### DATA SUPPLIED
────
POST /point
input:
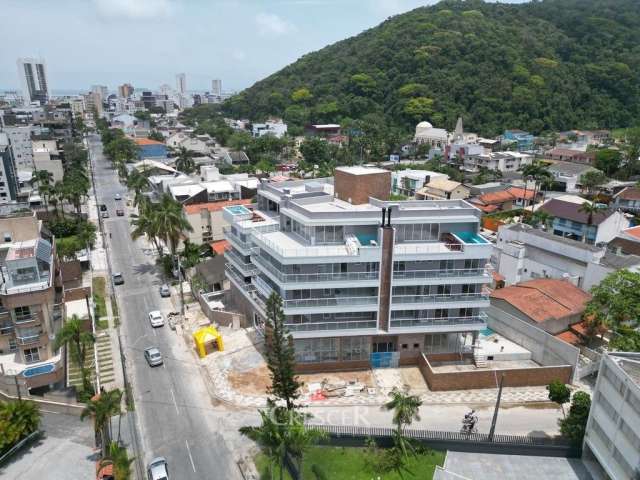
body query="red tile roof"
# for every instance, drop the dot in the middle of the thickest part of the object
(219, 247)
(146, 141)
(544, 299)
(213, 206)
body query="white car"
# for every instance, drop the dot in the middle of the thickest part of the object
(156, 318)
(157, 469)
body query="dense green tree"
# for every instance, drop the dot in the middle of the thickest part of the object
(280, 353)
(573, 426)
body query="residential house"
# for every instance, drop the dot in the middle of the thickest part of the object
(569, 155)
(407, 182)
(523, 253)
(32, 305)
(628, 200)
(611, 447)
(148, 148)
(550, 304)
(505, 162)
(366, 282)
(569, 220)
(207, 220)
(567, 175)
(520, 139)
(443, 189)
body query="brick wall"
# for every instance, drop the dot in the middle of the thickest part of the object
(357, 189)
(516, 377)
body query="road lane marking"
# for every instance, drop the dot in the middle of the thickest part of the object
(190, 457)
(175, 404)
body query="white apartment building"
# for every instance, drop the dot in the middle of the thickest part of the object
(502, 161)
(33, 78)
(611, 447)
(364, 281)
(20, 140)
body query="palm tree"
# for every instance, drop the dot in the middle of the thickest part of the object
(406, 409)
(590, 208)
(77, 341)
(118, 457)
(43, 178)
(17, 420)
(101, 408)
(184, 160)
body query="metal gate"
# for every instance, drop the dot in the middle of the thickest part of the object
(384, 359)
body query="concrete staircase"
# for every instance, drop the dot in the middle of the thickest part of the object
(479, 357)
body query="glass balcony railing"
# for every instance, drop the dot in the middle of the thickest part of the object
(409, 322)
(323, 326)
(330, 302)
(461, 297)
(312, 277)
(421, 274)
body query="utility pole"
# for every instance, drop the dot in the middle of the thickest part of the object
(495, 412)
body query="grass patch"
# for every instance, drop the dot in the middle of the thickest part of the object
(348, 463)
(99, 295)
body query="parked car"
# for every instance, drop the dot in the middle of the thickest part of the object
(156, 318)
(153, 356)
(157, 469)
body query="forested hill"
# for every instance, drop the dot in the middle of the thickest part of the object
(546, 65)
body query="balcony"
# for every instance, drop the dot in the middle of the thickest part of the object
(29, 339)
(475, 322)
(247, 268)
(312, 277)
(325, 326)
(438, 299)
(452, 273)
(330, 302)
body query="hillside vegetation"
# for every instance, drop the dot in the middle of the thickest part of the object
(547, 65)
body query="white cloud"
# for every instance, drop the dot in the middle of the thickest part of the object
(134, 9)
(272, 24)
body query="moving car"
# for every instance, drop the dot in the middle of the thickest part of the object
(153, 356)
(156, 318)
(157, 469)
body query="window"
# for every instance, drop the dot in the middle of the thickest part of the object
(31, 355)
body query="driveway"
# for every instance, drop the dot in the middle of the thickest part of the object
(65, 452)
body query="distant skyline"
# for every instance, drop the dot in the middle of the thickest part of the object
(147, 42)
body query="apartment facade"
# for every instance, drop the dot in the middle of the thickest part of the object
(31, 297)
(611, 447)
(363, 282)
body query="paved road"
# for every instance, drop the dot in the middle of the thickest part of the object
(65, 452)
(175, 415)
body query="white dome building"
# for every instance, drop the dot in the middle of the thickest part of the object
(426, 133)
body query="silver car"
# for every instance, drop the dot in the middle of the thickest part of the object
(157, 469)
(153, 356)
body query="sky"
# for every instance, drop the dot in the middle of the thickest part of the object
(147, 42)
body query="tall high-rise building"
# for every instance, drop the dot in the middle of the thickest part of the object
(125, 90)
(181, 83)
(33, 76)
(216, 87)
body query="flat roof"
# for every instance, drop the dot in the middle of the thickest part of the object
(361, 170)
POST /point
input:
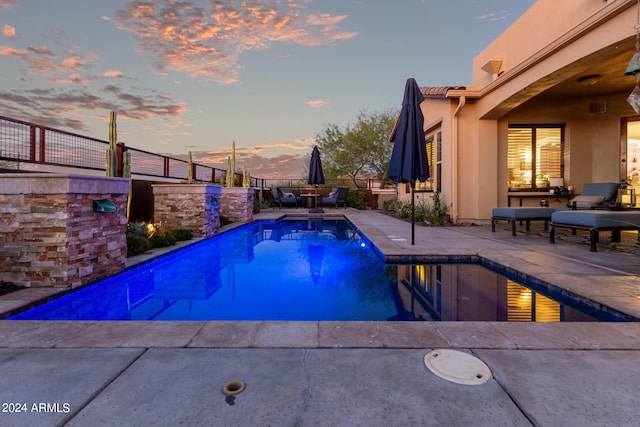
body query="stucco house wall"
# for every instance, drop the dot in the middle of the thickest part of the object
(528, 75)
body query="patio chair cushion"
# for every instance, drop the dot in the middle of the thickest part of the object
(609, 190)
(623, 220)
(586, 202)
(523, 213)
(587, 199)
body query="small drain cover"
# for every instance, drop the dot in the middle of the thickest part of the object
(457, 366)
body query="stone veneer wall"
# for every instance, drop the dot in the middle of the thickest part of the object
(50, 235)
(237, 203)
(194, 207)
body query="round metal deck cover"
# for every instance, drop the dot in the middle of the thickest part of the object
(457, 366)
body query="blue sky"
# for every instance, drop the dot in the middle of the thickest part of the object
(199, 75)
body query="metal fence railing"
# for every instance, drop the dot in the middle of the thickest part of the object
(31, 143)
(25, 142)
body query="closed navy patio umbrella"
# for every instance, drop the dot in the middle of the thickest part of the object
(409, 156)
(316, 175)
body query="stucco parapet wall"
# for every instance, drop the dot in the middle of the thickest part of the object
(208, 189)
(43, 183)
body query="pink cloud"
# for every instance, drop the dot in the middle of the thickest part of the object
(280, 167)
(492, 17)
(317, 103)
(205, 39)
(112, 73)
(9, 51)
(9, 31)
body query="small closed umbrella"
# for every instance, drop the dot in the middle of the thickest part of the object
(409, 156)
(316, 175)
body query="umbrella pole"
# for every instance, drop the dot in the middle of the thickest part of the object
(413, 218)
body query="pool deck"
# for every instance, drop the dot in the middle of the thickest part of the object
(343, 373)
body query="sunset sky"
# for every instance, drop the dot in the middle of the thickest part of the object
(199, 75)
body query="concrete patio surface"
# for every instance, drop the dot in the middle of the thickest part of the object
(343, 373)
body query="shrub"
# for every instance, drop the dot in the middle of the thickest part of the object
────
### WHAT YOU ARE ASKED TO DO
Reproduce the entries above exactly. Do not include the images.

### ANSWER
POST /point
input:
body query="red tile roof"
# for every instance, drop the dot in the middle of the thickest part of the object
(219, 247)
(146, 141)
(544, 299)
(213, 206)
body query="white car"
# for every instance, drop the dot in the middle of the thickest part of the object
(156, 318)
(157, 469)
body query="dense green tree"
# for every instance, drop the dot in the middle of the thickest part of the object
(280, 353)
(573, 426)
body query="residential house"
# for every instance, drop the dot in the middle of the thickest part of the object
(569, 155)
(407, 182)
(523, 253)
(32, 305)
(628, 200)
(611, 447)
(148, 148)
(550, 304)
(505, 162)
(366, 282)
(569, 220)
(207, 220)
(567, 175)
(520, 139)
(443, 189)
body query="brick wall"
# for every instance, drop the dot in the middle of the thickest part of the object
(357, 189)
(516, 377)
body query="road lane marking"
# for every instance, drop the dot in the middle of the thickest part of the object
(190, 457)
(175, 404)
body query="white apartment building"
# for every instance, drop the dot in the middle of the thickest part of the object
(502, 161)
(33, 78)
(611, 447)
(364, 281)
(20, 140)
body query="palm tree"
# for every instance, drop the dot in the middle of the thickest part of the object
(406, 409)
(590, 208)
(77, 341)
(118, 457)
(43, 178)
(17, 420)
(101, 408)
(184, 160)
body query="metal gate"
# for every instance, drop the dot in the middle of the thickest part of the object
(384, 359)
body query="concrete staircase"
# for every instance, drop the dot in the middle of the thickest part of the object
(479, 357)
body query="glass balcony railing"
# for every instance, drop the dot in the middle of the thickest part of the object
(409, 322)
(323, 326)
(330, 302)
(461, 297)
(312, 277)
(421, 274)
body query="utility pole"
# for every instance, drop the dot in the middle of the thickest part of the object
(495, 412)
body query="grass patch"
# for every instance, drop the dot in the middle of the thickest part of the object
(348, 463)
(99, 295)
body query="parked car"
# for every instance, drop the dot in the middle of the thickest part of the object
(156, 318)
(153, 356)
(157, 469)
body query="forested hill"
# for every instance, drop the dot in the middle of the thickest part of the object
(546, 65)
body query="balcony"
# for every instance, drop the dot in the middle of the thickest part of the object
(29, 339)
(475, 322)
(247, 268)
(312, 277)
(325, 326)
(438, 299)
(452, 273)
(330, 302)
body query="hillside vegetation"
# for every instance, drop the dot in the middle of the thickest part of the object
(547, 65)
body query="white cloud"
# for every instance, drop the dot in the middle of the thickest part of the object
(134, 9)
(272, 24)
body query="moving car"
# for every instance, drop the dot in the middle of the thickest part of the object
(153, 356)
(156, 318)
(157, 469)
body query="window"
# for every instance, drop the dot in the middle of the thickest part of the object
(31, 355)
body query="driveway"
# for every instance, drop the dot in the middle of the thickest part of the object
(65, 452)
body query="distant skyline"
# for every instance, drop the dot in the middle of the thickest part of the object
(147, 42)
body query="apartment facade"
# for every instance, drop the dot in the middle of the thickest part of the object
(31, 297)
(611, 447)
(363, 282)
body query="paved road"
# for every instance, drop the dot in the middle of the thickest part of the object
(65, 452)
(175, 415)
body query="white dome building"
# for every instance, drop the dot in the middle of the thickest part of the object
(426, 133)
body query="silver car"
# for every instance, drop the dot in the middle of the thickest part of the object
(157, 469)
(153, 356)
body query="sky"
# for every instance, drop the dot in the middle of the thickest part of the object
(147, 42)
body query="tall high-rise building"
# for every instance, drop the dot in the middle of the thickest part of the object
(125, 90)
(181, 83)
(33, 76)
(216, 87)
body query="flat roof"
# for every instance, drop the dot in the middle of the thickest part of the object
(361, 170)
POST /point
input:
body query="stucco house wall"
# for every instance, drop the dot in the middle of the thickest part of the object
(528, 75)
body query="patio chair cushion"
# for every instance, drop the dot in the middle of the thickest part of the object
(609, 190)
(623, 220)
(586, 202)
(523, 213)
(587, 199)
body query="small drain cover"
# for every instance, drop the dot in the middle of the thickest part of the object
(457, 366)
body query="stone veneer wall"
# for every instance, drop the dot in the middle of the thickest part of the object
(50, 235)
(237, 203)
(194, 207)
body query="round metal deck cover"
# for every instance, drop the dot in the middle of the thickest part of the object
(457, 366)
body query="blue sky"
# for every instance, drop the dot in the middle of the thickest part of the object
(199, 75)
body query="metal fence railing"
# for every instance, drop the dot in the middle of the thickest part of the object
(31, 143)
(25, 142)
body query="closed navy patio umbrella"
# for every instance, drop the dot in the middle of the thickest part of the object
(409, 156)
(316, 175)
body query="stucco parapet wall"
# for every instance, drop the dot in the middle of the thickest part of the object
(208, 189)
(43, 183)
body query="pink cloud"
# for every instance, drop the dot in the middle of the thickest part of the object
(280, 167)
(492, 17)
(317, 103)
(205, 39)
(112, 73)
(9, 51)
(9, 31)
body query="small closed umbrella"
# for every instance, drop the dot in the middle of the thickest part of the object
(409, 156)
(316, 175)
body query="umbrella pole"
# for every instance, drop the dot in the middle of the thickest part of the object
(413, 218)
body query="pool deck"
# for every instance, drop the dot in the middle of the thickest part of the object
(343, 373)
body query="sunset sky"
# for every instance, drop the dot in the middle of the thickest part of the object
(199, 75)
body query="concrete patio surface"
# for every instance, drop the dot in the middle of the thickest part of the object
(343, 373)
body query="shrub"
# for every instance, drop the dot in the middle of the thickest part of the object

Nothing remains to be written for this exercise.